### Passage to read
One of a writer’s most useful tools is “in medias res.” It means “in the middle of,” and as the Roman poet Horace put it, the writer “always moves swiftly to the issue and rushes his listener into the middle of the action.” The term has been around as early as 65 BC when Horace, mentioned it in his ambitious work of literary theory, Ars Poetica. That centuries-old advice is still relevant to today’s fiction writer. Most readers enjoy being plunged into the middle of the action, whether it's the beginning of the novel or the chapter. It’s where all the excitement is.
Many classic novels begin in what Joseph Campbell, an American professor and mythologist, called “a mundane situation of normality,” also referred to as the protagonist’s “ordinary world.”
Charles Dickens titled his opening chapter of David Copperfield, “I WAS BORN.” In the first paragraph, the protagonist says, "Whether I shall turn out to be the hero of my own life, or whether that station will be held by anybody else, these pages must show. To begin my life with the beginning of my life, I record that I was born (as I have been informed and believe) on a Friday, at twelve o’clock at night. It was remarked that the clock began to strike, and I began to cry, simultaneously.”

### Exercise objective
Decide whether each statement agrees with the passage on in medias res. Answer yes or no, and quote the words of the passage that decide it.
1. Horace brought up the term in Ars Poetica.
2. Joseph Campbell was a British novelist.
3. Dickens gave the opening chapter of David Copperfield the title "I WAS BORN."

### Dataset content
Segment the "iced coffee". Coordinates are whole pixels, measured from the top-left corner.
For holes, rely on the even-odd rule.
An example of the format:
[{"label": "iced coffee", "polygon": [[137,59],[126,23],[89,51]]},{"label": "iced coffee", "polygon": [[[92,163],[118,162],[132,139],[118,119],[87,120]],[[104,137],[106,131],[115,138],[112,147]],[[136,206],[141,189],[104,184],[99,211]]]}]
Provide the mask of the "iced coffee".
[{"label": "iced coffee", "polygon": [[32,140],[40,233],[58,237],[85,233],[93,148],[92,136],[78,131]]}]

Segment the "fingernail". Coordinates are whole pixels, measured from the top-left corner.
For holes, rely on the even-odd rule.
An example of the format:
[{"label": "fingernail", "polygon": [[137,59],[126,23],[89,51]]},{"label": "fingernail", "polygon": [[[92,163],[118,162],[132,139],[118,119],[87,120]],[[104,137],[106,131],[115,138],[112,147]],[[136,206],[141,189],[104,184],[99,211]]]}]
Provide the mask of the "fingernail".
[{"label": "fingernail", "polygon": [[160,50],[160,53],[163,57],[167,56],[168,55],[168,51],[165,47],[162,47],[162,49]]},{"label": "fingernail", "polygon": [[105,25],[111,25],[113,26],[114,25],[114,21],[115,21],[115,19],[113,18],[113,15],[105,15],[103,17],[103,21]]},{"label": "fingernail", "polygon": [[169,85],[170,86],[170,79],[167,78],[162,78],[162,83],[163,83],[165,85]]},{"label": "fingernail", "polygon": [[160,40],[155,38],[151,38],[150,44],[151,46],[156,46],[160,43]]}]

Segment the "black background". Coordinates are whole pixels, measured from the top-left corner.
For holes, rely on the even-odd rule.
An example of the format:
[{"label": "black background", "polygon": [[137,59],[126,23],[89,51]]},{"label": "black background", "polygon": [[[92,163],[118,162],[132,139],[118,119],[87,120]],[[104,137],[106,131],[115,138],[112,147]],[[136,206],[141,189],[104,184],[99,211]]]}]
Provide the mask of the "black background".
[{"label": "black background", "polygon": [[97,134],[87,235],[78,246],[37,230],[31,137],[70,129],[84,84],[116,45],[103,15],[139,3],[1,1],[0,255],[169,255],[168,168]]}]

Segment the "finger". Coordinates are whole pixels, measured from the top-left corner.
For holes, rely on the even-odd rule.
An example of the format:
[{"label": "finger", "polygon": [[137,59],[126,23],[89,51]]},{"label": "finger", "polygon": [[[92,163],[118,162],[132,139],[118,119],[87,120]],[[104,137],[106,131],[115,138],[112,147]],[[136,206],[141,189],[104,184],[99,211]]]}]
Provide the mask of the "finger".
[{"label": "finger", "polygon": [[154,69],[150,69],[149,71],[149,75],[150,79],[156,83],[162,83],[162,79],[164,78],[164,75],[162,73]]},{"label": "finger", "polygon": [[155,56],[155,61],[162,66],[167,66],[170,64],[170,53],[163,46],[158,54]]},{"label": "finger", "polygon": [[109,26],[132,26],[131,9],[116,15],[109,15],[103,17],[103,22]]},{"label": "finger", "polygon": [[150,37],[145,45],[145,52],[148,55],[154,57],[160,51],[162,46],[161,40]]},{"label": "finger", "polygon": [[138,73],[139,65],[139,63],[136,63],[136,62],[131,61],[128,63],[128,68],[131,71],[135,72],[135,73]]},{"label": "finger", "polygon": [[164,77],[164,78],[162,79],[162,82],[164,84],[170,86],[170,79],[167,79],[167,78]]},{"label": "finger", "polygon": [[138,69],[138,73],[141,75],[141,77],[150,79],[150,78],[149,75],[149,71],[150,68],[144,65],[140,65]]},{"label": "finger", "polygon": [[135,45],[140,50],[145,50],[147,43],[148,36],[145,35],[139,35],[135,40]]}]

### Worked solution
1. Yes: "mentioned it in his ambitious work of literary theory, Ars Poetica"
2. No: "an American professor and mythologist"
3. Yes: "titled his opening chapter of David Copperfield, “I WAS BORN.”"